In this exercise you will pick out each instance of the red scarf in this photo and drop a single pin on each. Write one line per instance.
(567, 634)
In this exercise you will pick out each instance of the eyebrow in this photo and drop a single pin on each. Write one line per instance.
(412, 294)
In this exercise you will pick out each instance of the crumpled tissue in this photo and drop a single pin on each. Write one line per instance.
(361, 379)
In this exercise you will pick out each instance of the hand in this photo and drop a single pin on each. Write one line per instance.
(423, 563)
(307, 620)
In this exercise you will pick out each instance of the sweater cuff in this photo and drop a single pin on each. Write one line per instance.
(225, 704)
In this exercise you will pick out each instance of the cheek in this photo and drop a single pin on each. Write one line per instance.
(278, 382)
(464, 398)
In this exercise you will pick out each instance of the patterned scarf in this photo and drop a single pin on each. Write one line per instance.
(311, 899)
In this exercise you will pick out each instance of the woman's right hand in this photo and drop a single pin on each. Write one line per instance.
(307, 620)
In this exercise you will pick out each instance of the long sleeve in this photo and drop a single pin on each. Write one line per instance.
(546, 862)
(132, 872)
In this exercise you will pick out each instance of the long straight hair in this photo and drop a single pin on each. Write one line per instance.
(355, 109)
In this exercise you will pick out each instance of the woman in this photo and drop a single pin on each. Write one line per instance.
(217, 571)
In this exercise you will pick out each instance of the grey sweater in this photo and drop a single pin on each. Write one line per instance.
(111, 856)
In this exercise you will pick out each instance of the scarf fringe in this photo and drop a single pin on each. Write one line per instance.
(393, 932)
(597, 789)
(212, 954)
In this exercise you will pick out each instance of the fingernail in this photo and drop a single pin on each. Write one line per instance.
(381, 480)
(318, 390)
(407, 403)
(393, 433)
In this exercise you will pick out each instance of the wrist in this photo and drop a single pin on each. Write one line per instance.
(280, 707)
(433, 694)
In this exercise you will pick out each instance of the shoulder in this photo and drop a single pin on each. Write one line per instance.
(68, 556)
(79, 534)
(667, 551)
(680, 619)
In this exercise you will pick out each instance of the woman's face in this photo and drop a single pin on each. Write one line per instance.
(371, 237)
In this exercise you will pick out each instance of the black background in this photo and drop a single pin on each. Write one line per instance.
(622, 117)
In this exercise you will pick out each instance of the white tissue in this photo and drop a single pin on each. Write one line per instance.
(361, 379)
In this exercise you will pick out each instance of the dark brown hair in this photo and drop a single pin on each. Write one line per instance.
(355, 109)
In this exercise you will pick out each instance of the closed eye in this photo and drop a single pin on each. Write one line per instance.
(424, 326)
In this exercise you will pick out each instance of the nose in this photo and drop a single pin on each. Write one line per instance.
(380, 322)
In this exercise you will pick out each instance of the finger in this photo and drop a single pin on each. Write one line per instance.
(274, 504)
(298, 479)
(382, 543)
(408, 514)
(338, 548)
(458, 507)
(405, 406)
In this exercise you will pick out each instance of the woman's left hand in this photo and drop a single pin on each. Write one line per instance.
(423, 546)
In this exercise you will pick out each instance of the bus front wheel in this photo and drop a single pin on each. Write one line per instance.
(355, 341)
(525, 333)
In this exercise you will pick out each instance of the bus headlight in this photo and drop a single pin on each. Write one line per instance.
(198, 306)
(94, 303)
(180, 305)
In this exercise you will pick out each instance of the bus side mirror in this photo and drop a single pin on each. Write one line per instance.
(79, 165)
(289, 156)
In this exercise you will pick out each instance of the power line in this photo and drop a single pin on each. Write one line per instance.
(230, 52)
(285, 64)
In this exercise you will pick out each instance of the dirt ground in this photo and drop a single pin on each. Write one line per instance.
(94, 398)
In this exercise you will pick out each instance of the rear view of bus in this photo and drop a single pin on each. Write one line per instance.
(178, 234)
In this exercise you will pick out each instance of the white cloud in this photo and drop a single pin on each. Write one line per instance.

**Request:**
Copy the rows from the line containing "of the nose" through the final line of the rows, reproducing them exactly and including both ends.

**Response below:**
In this exercise you will pick out each instance of the nose in this photo and drop a single pin on each. Write one line per instance.
(380, 322)
In this exercise you will pick out each instance of the finger in this photo and drop a single pin on each. Write one line per instance.
(274, 504)
(298, 479)
(382, 543)
(408, 514)
(338, 548)
(458, 507)
(405, 406)
In this exercise you will pick out each instance of the woman's left hand in this photo and drop a single pin on each. Write one line per instance.
(423, 546)
In this exercise you will pick out each instance of the bus front wheel in this photo and drop a single pin on each. Write one line per instance.
(355, 341)
(525, 333)
In this exercise you will pick out each instance of the bus headlight in this photo and drop a single pin on each. Write one line per instance.
(198, 306)
(94, 303)
(180, 305)
In this exercise you will pick out each instance of the bus side mirror in this photo and drop a single pin on each. Write one line per instance.
(79, 165)
(289, 156)
In this exercise you will pick out each instance of the power line in this photo and drop a single pin on each. Write one line per instance.
(230, 52)
(285, 64)
In this exercise you will pick out each instance of the dirt ground in this photo and drop a single pin on each. Write one line per instance.
(94, 398)
In this exercise you will pick out each instance of the rear view of bus in this photo and drop a single pin on each. Write one line per instance.
(178, 234)
In this exercise you will pick out each instance of the white cloud in this photo and drop a single pin on each. Write one line per instance.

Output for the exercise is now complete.